## BEGIN DATASET RECORDS

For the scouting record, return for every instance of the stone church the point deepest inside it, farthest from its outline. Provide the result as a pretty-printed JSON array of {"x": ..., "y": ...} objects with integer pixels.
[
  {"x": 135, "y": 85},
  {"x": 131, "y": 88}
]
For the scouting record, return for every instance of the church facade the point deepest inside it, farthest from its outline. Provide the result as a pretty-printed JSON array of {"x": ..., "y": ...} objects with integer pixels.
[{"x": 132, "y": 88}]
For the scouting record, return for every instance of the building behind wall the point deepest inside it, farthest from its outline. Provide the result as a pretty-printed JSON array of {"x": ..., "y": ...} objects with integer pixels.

## END DATASET RECORDS

**DIRECTION**
Quote all of the records above word for word.

**WRITTEN RESPONSE**
For the scouting record, return for every instance of the stone church the point deepest inside it, farthest from its outline. Provide the result as a pretty-printed JSON array of {"x": ..., "y": ...} objects with integer pixels.
[
  {"x": 135, "y": 85},
  {"x": 131, "y": 88}
]
For the scouting record, return for every instance of the church facade the point deepest inside it, farthest from its outline. Provide the result as a pretty-printed JSON array of {"x": ..., "y": ...} objects with integer pixels.
[{"x": 132, "y": 88}]
For the scouting record, return for every instance of the building behind wall the point deepest inside it, farthest from its outline. Provide the result as a pretty-printed JSON array of {"x": ..., "y": ...} objects with integer pixels.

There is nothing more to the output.